Le riviste predatorie per far carriera furbescamente nell’università

Via il Messaggero

Sono stati spesi quasi 2,5 milioni di euro per vedere pubblicate ricerche scientifiche che probabilmente, senza spendere un euro, non sarebbero andate da nessuna parte. Pubblicazioni praticamente fasulle, comprate, utili solo ad arricchire curriculum, indispensabili però per far carriera. Così migliaia di ricercatori universitari hanno tentato la scalata alla carriera accademica. Alcuni hanno cercato la scorciatoia, altri ci sono letteralmente cascati, pensando di pagare per una valutazione in piena regola. Accade in Italia, dove per accedere ai concorsi necessari alla carriera di professore ordinario bisogna aver acquisito l’Asn, l’Abilitazione scientifica nazionale. E per averla è necessario presentare nel proprio curriculum le pubblicazioni ottenute durante gli studi e la preparazione. Se le pubblicazioni non ci sono, l’abilitazione non arriva.

C’è chi le ottiene con il proprio studio vantando ricerche di interesse notevole, chi si affida a gruppi di ricerca trainati da docenti dal nome importante e chi invece apre il portafogli per vedere il proprio nome pubblicato su pseudo riviste scientifiche, meglio note come “riviste predatorie”, che pubblicano tutto quel che arriva. Dietro compenso, ovviamente, e senza attivare i dovuti controlli: il “peer review” che un editore scientifico dovrebbe garantire. Ad aprire questo vaso di Pandora, che ora scuote il mondo accademico, è uno studio portato avanti da Mauro Sylos Labini, un ricercatore del dipartimento di Scienze politiche dell’Università di Pisa, da Manuel Bagues dell’Università di Warwick in Inghilterra e da Natalia Zinovyeva dell’Università di Aalto in Finlandia.

I tre ricercatori hanno passato al setaccio i curriculum di 46mila tra ricercatori e professori che comparivano nelle candidature della prima edizione dell’Abilitazione Scientifica Nazionale dell’anno 2012-13. Che cosa emerge dalla ricerca? Circa il 5% dei partecipanti all’abilitazione scientifica nazionale ha utilizzato le riviste predatorie almeno una volta. Vale a dire oltre 2000 ricercatori universitari. «Una stima conservativa basata sulla nostra indagine – spiega Mauro Sylos Labini – suggerisce che per pubblicare circa seimila articoli, i ricercatori del campione hanno speso più di due milioni e mezzo di dollari.

Con una media di 440 dollari ad articolo, circa 400 euro. Parte di questa cifra esce direttamente dalle tasche dei ricercatori, ma un’altra parte proviene dai loro fondi di ricerca pubblici, e si tratta comunque di una stima che non tiene conto delle spese per la partecipazione a conferenze “predatorie”, spesso associate a queste pubblicazioni”. Un pacchetto completo, quindi, composto da pubblicazioni e convegni. Finalizzato a veder innalzare il punteggio utile per ottenere la certificazione necessaria a far carriera nell’Università.

▸ **COMPITI**
1) Dal testo sulle riviste predatorie, restituisci il passo che comincia con "Sono stati spesi" e prosegue fino a "l’abilitazione non arriva.".
2) Elenca tutte le università nominate nel testo sulle riviste predatorie.

▸ **DATI ESTRATTI**
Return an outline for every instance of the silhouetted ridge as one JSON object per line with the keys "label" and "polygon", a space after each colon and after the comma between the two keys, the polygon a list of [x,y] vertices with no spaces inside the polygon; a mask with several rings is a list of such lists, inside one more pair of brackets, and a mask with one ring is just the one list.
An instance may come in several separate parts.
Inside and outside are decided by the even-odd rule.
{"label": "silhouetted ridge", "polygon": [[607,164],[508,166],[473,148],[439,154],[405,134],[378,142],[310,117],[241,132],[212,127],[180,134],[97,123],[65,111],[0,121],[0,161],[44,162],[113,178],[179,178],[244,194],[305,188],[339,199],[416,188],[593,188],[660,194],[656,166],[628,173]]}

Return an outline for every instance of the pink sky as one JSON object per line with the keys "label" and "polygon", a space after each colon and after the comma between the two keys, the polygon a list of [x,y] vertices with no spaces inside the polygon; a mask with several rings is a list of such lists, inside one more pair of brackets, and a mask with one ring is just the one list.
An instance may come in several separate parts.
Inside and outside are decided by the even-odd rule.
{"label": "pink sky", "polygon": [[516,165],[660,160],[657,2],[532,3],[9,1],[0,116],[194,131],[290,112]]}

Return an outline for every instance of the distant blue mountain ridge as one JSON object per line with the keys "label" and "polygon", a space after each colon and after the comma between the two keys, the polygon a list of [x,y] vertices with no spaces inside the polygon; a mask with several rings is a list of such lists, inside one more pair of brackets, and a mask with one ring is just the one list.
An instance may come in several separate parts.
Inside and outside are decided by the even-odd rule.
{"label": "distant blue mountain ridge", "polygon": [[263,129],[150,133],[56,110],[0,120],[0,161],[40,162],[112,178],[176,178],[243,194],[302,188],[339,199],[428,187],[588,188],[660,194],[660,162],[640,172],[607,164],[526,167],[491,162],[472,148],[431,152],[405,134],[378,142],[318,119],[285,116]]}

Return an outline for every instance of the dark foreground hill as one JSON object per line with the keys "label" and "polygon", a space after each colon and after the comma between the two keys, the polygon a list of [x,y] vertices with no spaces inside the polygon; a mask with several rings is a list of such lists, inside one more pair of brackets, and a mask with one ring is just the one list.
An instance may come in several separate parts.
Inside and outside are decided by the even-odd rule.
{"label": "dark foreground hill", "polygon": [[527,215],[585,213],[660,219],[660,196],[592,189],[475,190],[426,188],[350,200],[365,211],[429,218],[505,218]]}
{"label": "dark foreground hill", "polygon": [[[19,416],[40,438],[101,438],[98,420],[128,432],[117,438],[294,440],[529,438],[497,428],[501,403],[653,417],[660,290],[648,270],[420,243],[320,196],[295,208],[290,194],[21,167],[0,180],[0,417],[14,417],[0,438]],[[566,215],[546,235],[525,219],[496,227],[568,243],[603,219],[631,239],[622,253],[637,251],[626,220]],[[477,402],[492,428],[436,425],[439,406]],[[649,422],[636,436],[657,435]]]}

▸ **SOLUZIONI**
1)
Sono stati spesi quasi 2,5 milioni di euro per vedere pubblicate ricerche scientifiche che probabilmente, senza spendere un euro, non sarebbero andate da nessuna parte. Pubblicazioni praticamente fasulle, comprate, utili solo ad arricchire curriculum, indispensabili però per far carriera. Così migliaia di ricercatori universitari hanno tentato la scalata alla carriera accademica. Alcuni hanno cercato la scorciatoia, altri ci sono letteralmente cascati, pensando di pagare per una valutazione in piena regola. Accade in Italia, dove per accedere ai concorsi necessari alla carriera di professore ordinario bisogna aver acquisito l’Asn, l’Abilitazione scientifica nazionale. E per averla è necessario presentare nel proprio curriculum le pubblicazioni ottenute durante gli studi e la preparazione. Se le pubblicazioni non ci sono, l’abilitazione non arriva.

2)
Università di Pisa
Università di Warwick
Università di Aalto